Im modernen Handel entscheidet die Anbindung. Wer bei den großen Playern – ob Amazon, Zalando, Rewe oder Lidl – gelistet sein will, muss deren Sprache sprechen. Und diese Sprache ist fast immer EDI (Electronic Data Interchange). Bestellungen, Rechnungen und Lieferavise müssen digital, standardisiert und vollautomatisch ausgetauscht werden.
Doch hier beginnt die eigentliche Herausforderung. Nur weil zwei Unternehmen denselben EDI-Standard (wie EDIFACT) nutzen, heißt das noch lange nicht, dass sie sich verstehen. Was passiert, wenn Ihr ERP-System die „Bestellmenge“ in Feld A erwartet, Ihr Handelspartner sie aber in Feld B sendet?
Genau hier, im „Maschinenraum“ der B2B-Integration, findet der entscheidende Prozess statt: das EDI-Mapping.
Das Wichtigste in Kürze
- Was ist Mapping? EDI-Mapping ist der „Übersetzungsprozess“, der die Datenstruktur eines Senders (z. B. eine EDIFACT-Bestellung von Kunde A) in die Datenstruktur des Empfängers (z. B. das SAP-IDoc-Format Ihres ERP-Systems) überführt.
- Das Kernproblem: Kein Mapping gleicht dem anderen. Jeder große Handelspartner hat eigene Richtlinien („Mapping Guidelines“), wie der Standard-EDI-Beleg genau zu befüllen ist.
- Die Lösung: Moderne Integration setzt auf visuelle Mapping-Tools und spezialisierte Dienstleister, um diese Komplexität zu beherrschen und das Onboarding neuer Partner von Monaten auf Tage zu verkürzen.
Der „Übersetzer“ im Hintergrund: Was Mapping leistet
Stellen Sie sich EDI-Mapping am besten als einen hochpräzisen, digitalen Dolmetscher vor.
Ihr Unternehmen nutzt ein Warenwirtschaftssystem (ERP), sagen wir SAP. Sie erwarten eine eingehende Bestellung im SAP-eigenen IDoc-Format. Ihr Kunde, ein großer Baumarkt, sendet aber eine Bestellung im EDIFACT-Standard (genannt „ORDERS“).
Das Mapping ist nun die Brücke, die Feld für Feld übersetzt:
- Das Feld
NAD+BY(Buyer/Käuferadresse) im EDIFACT-Beleg wird auf das korrekte Adressfeld im SAP-IDocE1EDKA1gemappt. - Das Feld
QTY+21(Bestellmenge) wird auf das Mengenfeld im IDocE1EDP20gemappt. - Und so weiter.

★ ★ ★ ★ ★ ★ ★

-- Zu erledigende Aufgaben --
1) Fasse den Absatz des Textes über EDI-Mapping, der mit „Im modernen Handel entscheidet die Anbindung“ beginnt, kürzer zusammen, ohne seine wesentlichen Fakten wegzulassen.
2) Gib aus dem Text über EDI-Mapping den Abschnitt von „Im modernen Handel“ bis einschließlich „vollautomatisch ausgetauscht werden.“ wortgetreu wieder.
3) Setze den Text über EDI-Mapping nach seinem letzten Satz fort.
Die Einträge haben mit dem Text über EDI-Mapping nichts zu tun.

-- Extrahierte Angaben --
★ ★ ★ ★ ★ ★ ★

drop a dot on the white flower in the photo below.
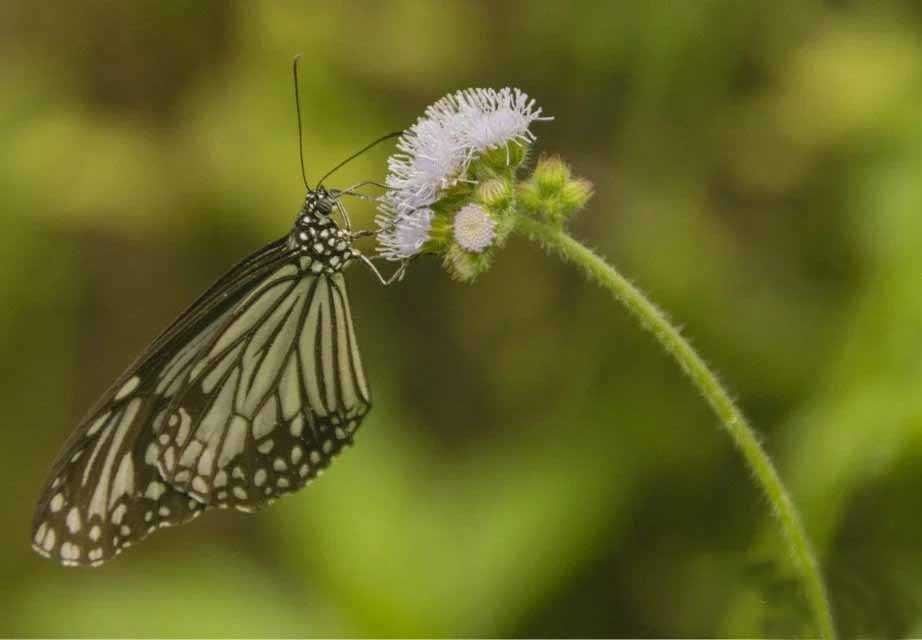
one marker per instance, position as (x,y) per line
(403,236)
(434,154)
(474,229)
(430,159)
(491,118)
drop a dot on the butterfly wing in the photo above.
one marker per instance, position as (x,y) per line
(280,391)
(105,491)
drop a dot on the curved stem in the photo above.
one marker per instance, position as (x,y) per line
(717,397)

★ ★ ★ ★ ★ ★ ★

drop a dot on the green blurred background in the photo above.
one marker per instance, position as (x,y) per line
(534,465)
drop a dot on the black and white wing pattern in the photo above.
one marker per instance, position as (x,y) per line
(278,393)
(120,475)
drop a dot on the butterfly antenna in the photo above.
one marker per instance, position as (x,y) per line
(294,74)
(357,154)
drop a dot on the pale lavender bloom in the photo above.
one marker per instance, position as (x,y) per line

★ ★ ★ ★ ★ ★ ★

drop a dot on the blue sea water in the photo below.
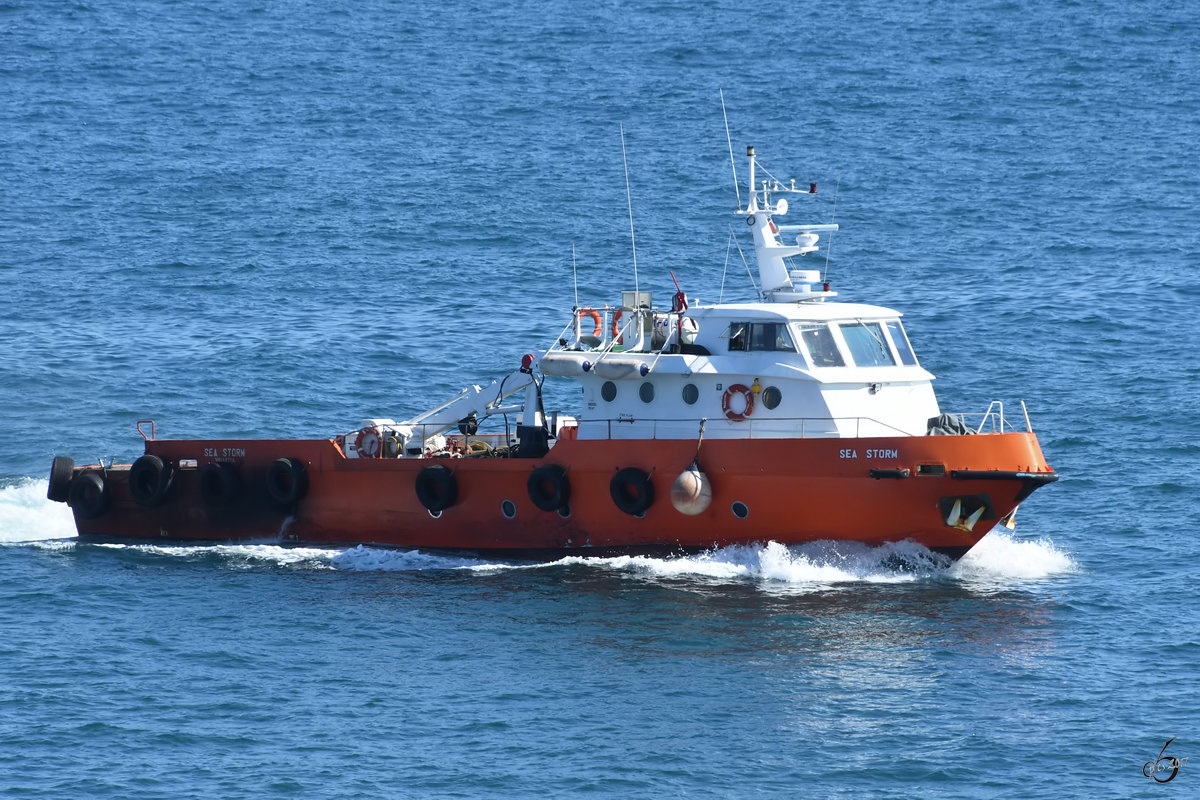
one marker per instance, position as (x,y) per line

★ ★ ★ ★ ★ ★ ★

-- Antworten je Aufgabe --
1) Wer bei großen Händlern wie Amazon, Zalando, Rewe oder Lidl gelistet sein will, braucht fast immer eine Anbindung über EDI (Electronic Data Interchange). Bestellungen, Rechnungen und Lieferavise werden dabei digital, standardisiert und vollautomatisch ausgetauscht.

2)
Im modernen Handel entscheidet die Anbindung. Wer bei den großen Playern – ob Amazon, Zalando, Rewe oder Lidl – gelistet sein will, muss deren Sprache sprechen. Und diese Sprache ist fast immer EDI (Electronic Data Interchange). Bestellungen, Rechnungen und Lieferavise müssen digital, standardisiert und vollautomatisch ausgetauscht werden.

3)
Dieser Prozess muss für jeden einzelnen Partner (jeden Kunden, jeden Lieferanten) und für jeden Belegtyp (Bestellung, Rechnung, Lieferavis) exakt definiert werden.
Die Tücken des Handels: Warum „Standard“ nie Standard ist
Im Commerce-Umfeld liegt die Komplexität im Detail. Die größten Hürden für eine reibungslose Integration sind:
- Partner-Spezifika (Compliance): Obwohl alle „EDIFACT“ nutzen, hat jeder Händler eigene Wünsche. Rewe verlangt die USt-IdNr. vielleicht in einem anderen Segment als Edeka. Amazon erwartet spezifische Referenznummern für das Logistikzentrum. Ihr Mapping muss all diese individuellen Anforderungen abbilden.
- Laufende Updates: Ihr Handelspartner ändert seine Logistikprozesse und aktualisiert seine „Mapping Guidelines“. Jetzt müssen Sie Ihr Mapping anpassen, sonst laufen die Bestellungen auf Fehler.
- Ressourcen-Falle: Wer versucht, Dutzende Mappings intern „von Hand“ zu programmieren und zu pflegen, bindet extrem teure IT-Ressourcen. Diese Fachkräfte fehlen dann bei der Optimierung des Online-Shops oder der Customer Experience.
Modernes Mapping: Vom starren Code zur agilen Plattform
Früher war Mapping ein starrer Programmier-Job. Heute ist das der Flaschenhals für agilen Handel. Wenn die Anbindung eines neuen, wichtigen Marktplatzes sechs Monate dauert, ist der Marktvorteil dahin.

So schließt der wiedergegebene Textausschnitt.